▶ REQUIRED WORK
Write out every row below word for word, omitting the pictures.

### PROVIDED RECORDS

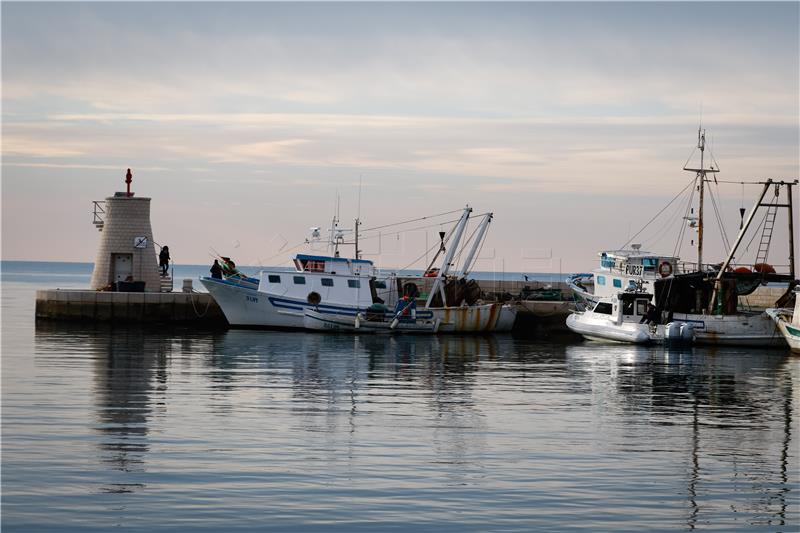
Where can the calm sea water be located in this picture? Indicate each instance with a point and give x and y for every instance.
(175, 429)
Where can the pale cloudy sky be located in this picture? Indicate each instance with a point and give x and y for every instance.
(570, 121)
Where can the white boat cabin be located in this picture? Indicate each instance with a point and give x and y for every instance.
(634, 269)
(324, 280)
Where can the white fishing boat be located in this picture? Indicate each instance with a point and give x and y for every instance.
(619, 318)
(788, 322)
(697, 303)
(454, 300)
(335, 285)
(339, 289)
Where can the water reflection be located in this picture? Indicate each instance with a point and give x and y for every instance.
(505, 417)
(735, 407)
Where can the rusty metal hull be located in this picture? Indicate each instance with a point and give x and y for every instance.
(482, 318)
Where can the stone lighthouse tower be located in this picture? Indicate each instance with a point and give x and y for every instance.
(126, 251)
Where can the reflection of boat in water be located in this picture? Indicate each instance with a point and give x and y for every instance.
(788, 321)
(330, 284)
(698, 303)
(620, 319)
(342, 289)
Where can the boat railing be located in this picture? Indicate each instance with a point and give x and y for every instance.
(687, 267)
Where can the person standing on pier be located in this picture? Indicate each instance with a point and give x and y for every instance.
(163, 260)
(216, 270)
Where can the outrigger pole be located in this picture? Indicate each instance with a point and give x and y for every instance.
(743, 230)
(437, 283)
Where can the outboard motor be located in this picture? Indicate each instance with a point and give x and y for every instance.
(672, 332)
(687, 332)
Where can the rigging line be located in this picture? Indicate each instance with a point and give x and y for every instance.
(363, 238)
(665, 230)
(466, 243)
(725, 242)
(413, 220)
(740, 182)
(763, 220)
(690, 157)
(679, 240)
(682, 234)
(659, 233)
(429, 250)
(282, 252)
(691, 183)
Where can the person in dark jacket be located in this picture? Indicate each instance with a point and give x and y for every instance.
(216, 270)
(651, 317)
(163, 260)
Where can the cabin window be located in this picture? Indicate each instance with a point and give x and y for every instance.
(603, 308)
(314, 266)
(627, 308)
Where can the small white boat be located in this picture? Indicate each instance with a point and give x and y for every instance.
(342, 288)
(788, 322)
(368, 323)
(698, 301)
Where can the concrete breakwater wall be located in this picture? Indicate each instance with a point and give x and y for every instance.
(763, 297)
(129, 307)
(200, 309)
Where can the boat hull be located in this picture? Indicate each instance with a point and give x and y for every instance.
(745, 329)
(247, 307)
(483, 318)
(600, 329)
(317, 321)
(790, 332)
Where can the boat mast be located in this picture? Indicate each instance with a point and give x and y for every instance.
(446, 264)
(476, 245)
(726, 264)
(791, 229)
(701, 175)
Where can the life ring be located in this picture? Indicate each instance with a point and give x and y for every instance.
(314, 298)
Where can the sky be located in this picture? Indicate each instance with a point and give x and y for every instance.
(248, 123)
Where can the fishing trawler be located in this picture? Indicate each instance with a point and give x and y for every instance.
(788, 321)
(696, 303)
(333, 292)
(328, 283)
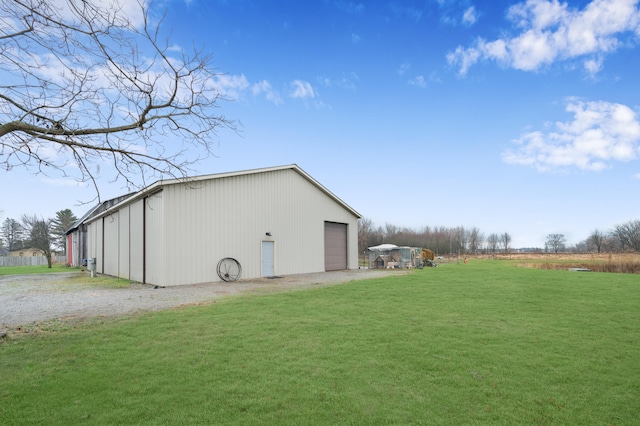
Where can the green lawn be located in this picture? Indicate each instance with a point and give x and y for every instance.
(481, 343)
(43, 269)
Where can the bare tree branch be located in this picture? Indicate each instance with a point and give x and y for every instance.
(87, 85)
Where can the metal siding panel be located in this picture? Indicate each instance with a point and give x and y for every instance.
(136, 241)
(154, 240)
(98, 246)
(124, 245)
(228, 217)
(111, 244)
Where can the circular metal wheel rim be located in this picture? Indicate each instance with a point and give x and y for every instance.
(229, 269)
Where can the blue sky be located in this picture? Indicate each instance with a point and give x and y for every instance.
(510, 116)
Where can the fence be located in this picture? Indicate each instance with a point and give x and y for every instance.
(30, 260)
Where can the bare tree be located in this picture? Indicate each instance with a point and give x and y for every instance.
(40, 236)
(475, 240)
(366, 233)
(87, 84)
(505, 240)
(597, 240)
(493, 241)
(12, 233)
(555, 242)
(628, 235)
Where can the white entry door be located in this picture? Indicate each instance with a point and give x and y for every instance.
(268, 259)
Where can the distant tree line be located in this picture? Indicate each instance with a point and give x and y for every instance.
(33, 232)
(441, 240)
(460, 240)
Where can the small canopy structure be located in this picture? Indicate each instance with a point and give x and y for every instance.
(392, 256)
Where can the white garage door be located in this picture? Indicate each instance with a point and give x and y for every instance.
(335, 246)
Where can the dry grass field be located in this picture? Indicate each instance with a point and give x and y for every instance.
(628, 263)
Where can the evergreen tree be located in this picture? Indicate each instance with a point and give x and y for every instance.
(63, 221)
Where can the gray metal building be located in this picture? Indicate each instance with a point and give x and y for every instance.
(273, 221)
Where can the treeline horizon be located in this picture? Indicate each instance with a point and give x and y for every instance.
(444, 240)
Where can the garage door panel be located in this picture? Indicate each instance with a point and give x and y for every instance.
(335, 246)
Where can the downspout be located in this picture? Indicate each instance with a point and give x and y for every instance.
(144, 240)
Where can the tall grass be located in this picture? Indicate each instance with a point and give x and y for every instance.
(628, 263)
(481, 343)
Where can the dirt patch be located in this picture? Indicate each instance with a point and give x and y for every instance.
(29, 299)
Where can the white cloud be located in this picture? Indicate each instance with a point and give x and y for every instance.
(470, 16)
(404, 68)
(230, 85)
(264, 87)
(418, 81)
(301, 90)
(551, 31)
(599, 134)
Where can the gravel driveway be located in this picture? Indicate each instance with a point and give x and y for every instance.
(29, 299)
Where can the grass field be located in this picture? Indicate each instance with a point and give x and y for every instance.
(486, 342)
(43, 269)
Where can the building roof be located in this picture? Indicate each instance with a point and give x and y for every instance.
(162, 183)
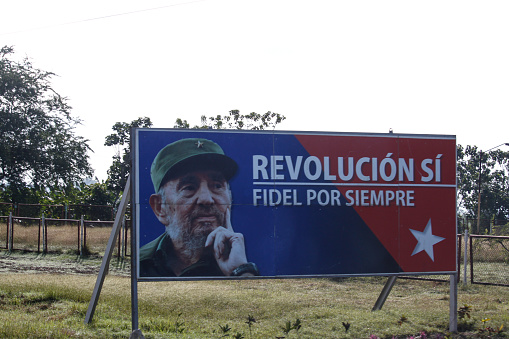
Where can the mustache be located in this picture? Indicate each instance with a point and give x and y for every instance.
(201, 211)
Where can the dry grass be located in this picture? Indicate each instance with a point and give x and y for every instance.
(61, 238)
(41, 306)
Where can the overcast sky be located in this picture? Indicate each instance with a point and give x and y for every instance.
(432, 67)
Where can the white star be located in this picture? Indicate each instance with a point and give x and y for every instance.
(426, 240)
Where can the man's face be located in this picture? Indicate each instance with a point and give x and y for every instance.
(196, 204)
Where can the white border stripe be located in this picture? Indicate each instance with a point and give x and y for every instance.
(267, 183)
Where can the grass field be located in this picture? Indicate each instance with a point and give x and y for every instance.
(54, 306)
(61, 238)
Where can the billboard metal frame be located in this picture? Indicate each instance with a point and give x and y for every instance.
(130, 192)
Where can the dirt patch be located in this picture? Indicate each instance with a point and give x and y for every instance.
(59, 264)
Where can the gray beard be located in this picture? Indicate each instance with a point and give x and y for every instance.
(192, 241)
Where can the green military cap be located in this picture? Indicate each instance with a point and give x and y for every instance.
(187, 155)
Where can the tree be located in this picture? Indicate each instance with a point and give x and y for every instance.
(39, 149)
(235, 120)
(494, 183)
(121, 166)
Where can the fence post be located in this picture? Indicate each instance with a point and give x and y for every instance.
(471, 260)
(9, 233)
(39, 238)
(82, 231)
(465, 260)
(44, 235)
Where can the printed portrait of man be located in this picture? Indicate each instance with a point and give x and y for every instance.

######

▶ FULL ANSWER
Where can the calm sea water be located in this picture? Indicate each instance with a point and give x and y for every instance.
(175, 429)
Where can the pale cloudy sky be located in this picture? Indicate each instance with a point and give x and y for every instance.
(570, 121)
Where can the white boat cabin be located in this picture? Indicate each instance with a point and give x and y for every instance.
(634, 269)
(324, 280)
Where can the white fishing boat be located in this picture? Indicate each instance with a point and give x and y for every instance.
(619, 318)
(788, 322)
(697, 303)
(454, 300)
(335, 285)
(339, 289)
Where can the water reflection be located in this picture? Indicate each instance with a point and give x and y for every instance.
(505, 417)
(735, 407)
Where can the rusty metal hull be located in this picture? Indicate each instance with a point and give x and y for every instance.
(482, 318)
Where can the stone lighthouse tower be located in this picture? Indicate each instance with a point and give x and y for every instance.
(126, 251)
Where can the reflection of boat in water be located in this picture? Indicate each instance with a point and give x and y for every instance.
(788, 321)
(330, 284)
(698, 303)
(620, 319)
(342, 289)
Where can the boat railing be located in this picture? Indicate each instance with a point and give x and y for every instance.
(687, 267)
Where can the person standing on pier be located in this picture? Indicate each instance with a point and give x and y for every instance.
(163, 260)
(216, 270)
Where can the outrigger pole be located in this picture? Indicate each instance with a point and give x and y for every instance.
(743, 230)
(437, 283)
Where can the outboard motor be located in this picture? Indicate each instance with a point and give x and y for every instance.
(672, 332)
(687, 332)
Where can the rigging line be located in this picture? Indicate each instance with a point and give x and y for every instance.
(363, 238)
(665, 230)
(466, 243)
(725, 242)
(413, 220)
(740, 182)
(763, 220)
(690, 157)
(679, 240)
(682, 234)
(659, 233)
(429, 250)
(282, 252)
(691, 183)
Where can the person in dark jacket be located in this picture? Indicate each instance with a point and give x and y for every instance.
(216, 270)
(651, 317)
(163, 260)
Where can the cabin window be located in this picture? Indicate each instance with a point and give x and y for every instance.
(603, 308)
(314, 266)
(627, 308)
Where can the small white boat be located in this picture? Indicate each instance with a point and give x and y for every instance.
(342, 288)
(788, 322)
(368, 323)
(698, 301)
Where can the concrete breakwater wall be located in this picture? Indicate each instance with a point and give x and y for every instance.
(763, 297)
(129, 307)
(200, 309)
Where can the boat hull be located in this picture? Indicate each instance with a point and give x and y for every instance.
(745, 329)
(247, 307)
(483, 318)
(600, 329)
(317, 321)
(790, 332)
Where can the boat mast be located in this picture? Indicate each instance with a point and give x and y for every instance.
(446, 264)
(476, 245)
(726, 264)
(791, 229)
(701, 175)
Where can the life ring be located in this picture? Indicate each instance with a point and give x and y for every instance.
(314, 298)
Where can the sky be located in this picture? Indicate each instance with a point and give x and y for every instance.
(248, 123)
Where can the fishing trawler be located in this picture? Indicate each instance with a point and give x and y for every instance.
(788, 321)
(696, 303)
(333, 292)
(328, 283)
Where can the green lawn be located in this picture? Indicate each instance with a point and give x and y for every instance.
(481, 343)
(43, 269)
Where can the bare tree branch be located in this picture? Indicate each instance with a point and give x and y for every instance.
(87, 85)
Where can the metal siding panel be located in this picture? Indicate each instance with a point and give x and y for every instance.
(136, 241)
(154, 240)
(98, 246)
(124, 245)
(228, 217)
(111, 244)
Where can the circular metal wheel rim be located in this picture? Indicate each instance with a point and give x and y for every instance.
(229, 269)
Where can the blue sky be located in this picture? Indicate each instance with a point and give x and y for every instance.
(510, 116)
Where can the fence be located in this picture? Indicate each instance with a point and give x and y for every instance.
(30, 260)
Where can the bare tree be located in this picture? Indicate each instance with a point and give x and y for every instance.
(40, 236)
(475, 240)
(366, 233)
(87, 84)
(505, 240)
(597, 240)
(493, 241)
(12, 233)
(555, 242)
(628, 235)
Where can the white entry door be located in this picture? Indicate each instance with a point and give x and y for every instance.
(268, 259)
Where can the distant tree line be located in this picture? Indicate each instance with a point and give x and y for every instance.
(33, 232)
(441, 240)
(460, 240)
Where can the small canopy structure be located in this picture? Indicate each instance with a point and give x and y for every instance.
(392, 256)
Where can the white garage door be located in this picture? Indicate each instance with a point and give x and y for every instance.
(335, 246)
Where can the dry grass field be located in this picture? Indicate each instance with a point and give x and y for every instance.
(628, 263)
Where can the evergreen tree be located in this picture? Indicate each instance with a point and give x and y for every instance.
(63, 221)
Where can the gray metal building be located in this picture? Indicate each instance with a point and give x and y for every instance.
(273, 221)
Where can the treeline horizon be located in this picture? Indicate each instance with a point and give x and y for every instance.
(444, 240)
Where can the garage door panel be located in this picture? Indicate each instance with a point and give x and y for every instance.
(335, 246)
Where can the downspout be located in this picture? Indicate each instance with a point and give x and y for every instance.
(144, 240)
Where can the tall grass be located in this picture? Indicate each instance with a point and give x and y for every instance.
(628, 263)
(481, 343)
Where can the dirt patch be located in this picture? Indicate each instance with a point and give x and y for every instance.
(29, 299)
Where can the white cloud be located in this picture? Indicate each instance with a point and give x and y for every instance.
(470, 16)
(404, 68)
(230, 85)
(264, 87)
(418, 81)
(301, 90)
(551, 31)
(599, 134)
Where can the gravel driveway be located in this picture? Indicate each instance with a point and give x and y for every instance.
(29, 299)
Where can the grass field be located in this picture? Indicate each instance with a point and give x and y for every instance.
(486, 342)
(43, 269)
Where can the building roof be located in this picture? Indicate each instance with a point and give x and y for every instance.
(162, 183)
Where can the mustache be located in this picture? Indicate each instance with a point and give x and y for every instance.
(201, 211)
Where can the dry grass be located in this picture? Indicate each instance with a point and give x and y for every instance.
(61, 238)
(41, 306)
Where can the overcast sky be located in this picture? Indicate each instance with a point and give x and y for every instance.
(432, 67)
Where can the white star be located in this picture? Indicate each instance with a point and give x and y for every instance.
(426, 240)
Where can the man's face be located in this picture? Indicate each instance with a point and give x and y for every instance.
(196, 204)
Where can the white border stripe be located in this picture? Indicate each instance with a point and give x and y for every instance.
(267, 183)
Where can the grass field be located in this picture? Indicate each instance with a point and give x and y for every instance.
(54, 306)
(61, 238)
Where can the billboard metal frame be located in this picture? Indicate each instance with a point and give x and y for every instance.
(130, 192)
Where can the dirt patch be located in this picture? Indicate each instance with a point and give x and y for every instance.
(59, 264)
Where can the gray beard be located in this picture? Indicate each instance with a point and give x and y for every instance.
(192, 241)
Where can the green military cap be located in this picture? Indicate each instance with a point and give x and y for every instance.
(187, 155)
Where can the tree be located in this picture? Indicate each instance with a point and give x and y for every instance.
(39, 149)
(235, 120)
(494, 183)
(121, 166)
Where can the fence post be located in this picture? Indicate each instance with a point and give x and y for every instance.
(471, 260)
(9, 233)
(39, 238)
(82, 231)
(465, 260)
(44, 235)
Where can the printed portrait of man be located in this picture? Indicate each instance with a point and give x and y for every instance.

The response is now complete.